SELECTED EXTRACT:
Review by Andrew Bowen


Casperian Books, 2010
ISBN: 978-1934081228
Paperback; 248 pp.; $15

 

Church steeples rose above the trees and roofs, white stalagmites aching toward their notions of God, while on the outskirts lurked the low, windowless porn shops, the roadhouses notorious for serving any girl with tits large enough to justify a halter top.

In one fell swoop, Curtis Smith displays the dichotomy and juxtaposition of his subject matter—“truth”—and the articulation he uses throughout to express it.

Truth or Something Like It is about Glen Tate, a young wrestling coach whose life is changed when the son of a charismatic firebrand—and presidential candidate—dies in a car accident involving them both. Succumbing to bribery, Glen’s once cavalier world of coaching, playing nanny for a class of high school miscreants, and a faltering love life is challenged as his guilt festers. Only when Glen finds the courage to summon the last traces of honor left over from his brother’s suicide does he put his own nondescript life aside to fight for his version of the truth.

Curtis Smith’s greatest asset lies in his ability to capture an emotion, a moment, and to siphon every verbal nutrient to the reader until the passage itself seems tactile. The reader is dipped into his world by passages that buzz with their own life and pulse.

PROBLEMS:
(A) Print the stretch of the book review from "Church steeples rose" through "a halter top." word for word.
(B) Carry on writing the book review, starting right after its final sentence.

DATA SHOWN:
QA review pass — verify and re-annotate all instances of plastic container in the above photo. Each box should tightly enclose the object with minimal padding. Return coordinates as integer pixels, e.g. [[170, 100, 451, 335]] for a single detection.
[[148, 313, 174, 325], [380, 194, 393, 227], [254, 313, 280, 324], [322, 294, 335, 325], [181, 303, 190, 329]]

RESPONSE LIST:
(A)
Church steeples rose above the trees and roofs, white stalagmites aching toward their notions of God, while on the outskirts lurked the low, windowless porn shops, the roadhouses notorious for serving any girl with tits large enough to justify a halter top.

(B)
Here was nakedness and maybe even a glimpse of TRUTH. And here, Glen thought, looking down through the watery, moist light, was a dick nowhere near hard, a dick overwhelmed by the cell-dividing presence in its playground area, a shell-shocked dick ducking for cover, and he returned again to the loser’s refrain he’d been unable to escape since stepping into her apartment.

This attention to detail, however comes at a price. Too often scenes and chapters open to a stage whose curtain takes longer than it should to unfurl. In such a rich landscape one becomes so involved in the environment that dramatic action is required to jar the reader from the siren’s song of Smith’s word craft. Fair warning is also needed regarding the narrative voice. Throughout the novel, the third person speaker has a clear bias toward Glen—even cheering him on:

“Onward, ghost man.” Or “Onward, Spartan.”

Sympathy:

“Good Lord, he was tired…”

And for good measure, chastisement:

“Along the way, he apologized to Charlie. Who was he to judge another man’s woman-rescuing schemes?”

As the reader becomes acclimated to the narrative, it becomes easy to drift into thinking one is no longer hearing an objective voice, but that of Glen’s. This becomes a minor distraction as one may have to remind themselves as to who is telling the story.

In this excerpt, we face the relative degrees in which truth expresses itself; the distance of which can mean the difference between a moderate and a fanatic:

“Less than four months remained to the election, and as Derek said, the country now had its choice between vanilla and French vanilla.”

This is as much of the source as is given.